··· Records provided

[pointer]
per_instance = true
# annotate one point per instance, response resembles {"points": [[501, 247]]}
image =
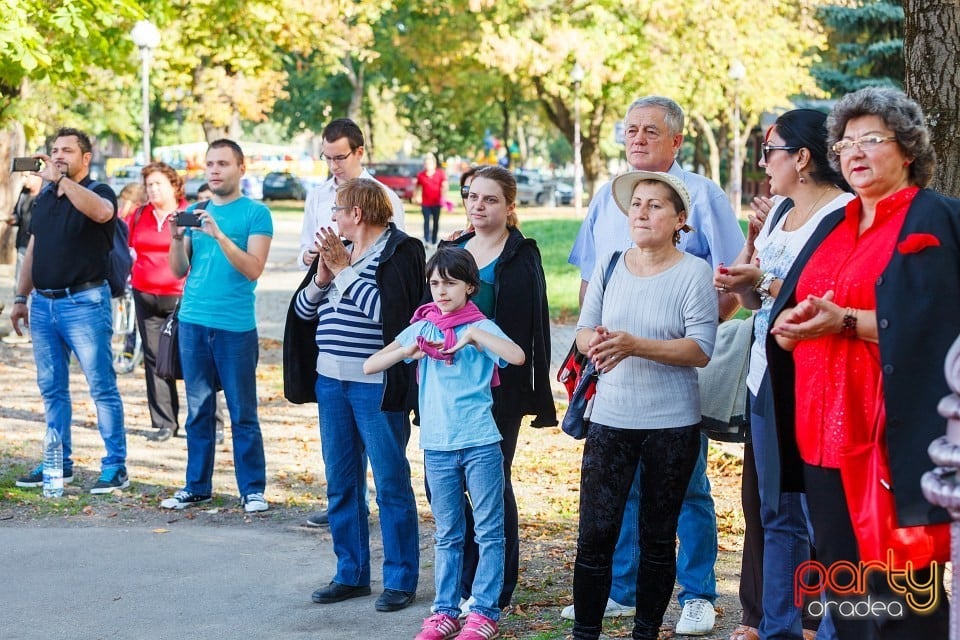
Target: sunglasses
{"points": [[765, 149]]}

······

* **Stated problem**:
Swap "sunglasses" for "eyeglasses" in every row above, leaving all other text unchanged and omitting the pictures.

* **Task response**:
[pointer]
per_instance = true
# annotate one point per instance, response resembles {"points": [[501, 247]]}
image =
Target: eyeglasses
{"points": [[765, 149]]}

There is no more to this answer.